■ **Source text**:
▬▬▬

C.      Development of body plans, inheritance patterns, and evolutionary change

D.      Find energy sources, such as oil, gas, and coal.  All these are produced biologically, and the fossil record is used to locate these supplies.

4.        Fossils are the remains of ancient organisms, and organisms are classified as Eukaryotes (their cells all have a cell nucleus that houses their DNA) or Prokaryotes (their cells do not have a nucleus, and the DNA is free in the cell.

Eukaryotes-cells have a nucleus, organelles, and a simple outer wall.

Prokaryotes-cells  have no nucleus, no organelles, but have a complex  outer wall.

A.       Eurkaryotes-The kingdoms of

Animals,

Plants

Fungi

Protists (these are one-celled organisms, and each cell has a nucleus)

B.       Prokaryotes-The kingdoms of

Archaea-single celled microbes with no nucleus in the cell-they like extreme conditions  “extremophiles”

Bacteria-single celled microbes with no nucleus in the cell

All the organisms we will talk about throughout the fossil record fit into these groups.

 

 

Focus Question What factors drive variation in populations?

1.        Variation in living things is observed to exist at many levels.

                Variation among individuals in the same family

                Variation among individuals in the same species

                Variation among different species

What is a species?  A species is a group of individuals that breed successfully in nature, and are reproductively isolated from other groups.

▬▬▬

■ **Data to examine**:
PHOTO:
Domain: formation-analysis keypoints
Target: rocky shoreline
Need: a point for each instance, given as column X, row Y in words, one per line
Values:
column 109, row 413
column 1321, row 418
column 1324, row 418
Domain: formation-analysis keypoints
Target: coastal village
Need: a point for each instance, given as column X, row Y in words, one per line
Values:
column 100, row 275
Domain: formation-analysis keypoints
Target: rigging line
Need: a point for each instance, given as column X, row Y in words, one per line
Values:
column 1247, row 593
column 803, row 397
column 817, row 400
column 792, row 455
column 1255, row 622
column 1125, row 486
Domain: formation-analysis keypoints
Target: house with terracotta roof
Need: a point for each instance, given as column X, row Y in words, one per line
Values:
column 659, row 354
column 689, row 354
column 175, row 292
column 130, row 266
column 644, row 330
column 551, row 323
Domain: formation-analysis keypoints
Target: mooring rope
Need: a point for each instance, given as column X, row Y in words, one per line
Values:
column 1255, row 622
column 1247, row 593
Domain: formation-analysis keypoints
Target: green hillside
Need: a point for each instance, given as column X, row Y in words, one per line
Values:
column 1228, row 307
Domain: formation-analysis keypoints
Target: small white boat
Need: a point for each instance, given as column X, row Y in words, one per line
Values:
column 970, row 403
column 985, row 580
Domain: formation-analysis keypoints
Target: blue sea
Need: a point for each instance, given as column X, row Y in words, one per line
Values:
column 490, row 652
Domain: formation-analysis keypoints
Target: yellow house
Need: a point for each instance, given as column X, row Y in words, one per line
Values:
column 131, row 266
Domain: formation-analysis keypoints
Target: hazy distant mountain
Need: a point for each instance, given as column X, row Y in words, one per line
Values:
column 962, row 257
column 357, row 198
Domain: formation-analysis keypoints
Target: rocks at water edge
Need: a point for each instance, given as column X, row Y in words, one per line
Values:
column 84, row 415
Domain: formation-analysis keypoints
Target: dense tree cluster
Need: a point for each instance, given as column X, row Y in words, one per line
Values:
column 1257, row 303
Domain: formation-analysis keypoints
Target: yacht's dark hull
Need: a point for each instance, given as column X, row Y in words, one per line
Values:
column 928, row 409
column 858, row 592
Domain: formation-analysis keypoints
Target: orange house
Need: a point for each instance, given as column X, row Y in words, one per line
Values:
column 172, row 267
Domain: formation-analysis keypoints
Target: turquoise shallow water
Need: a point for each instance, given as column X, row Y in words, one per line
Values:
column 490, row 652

▬▬▬

■ **Questions on the material**:
[1] According to the notes on fossils, what is a species?
[2] Rewrite the notes on fossils from "D.      Find energy" to "in the cell.", replacing "energy sources" with "fuel sources".

■ **Results by task**:
[1] A species is a group of individuals that breed successfully in nature and are reproductively isolated from other groups.

[2]
D.      Find fuel sources, such as oil, gas, and coal.  All these are produced biologically, and the fossil record is used to locate these supplies.

4.        Fossils are the remains of ancient organisms, and organisms are classified as Eukaryotes (their cells all have a cell nucleus that houses their DNA) or Prokaryotes (their cells do not have a nucleus, and the DNA is free in the cell.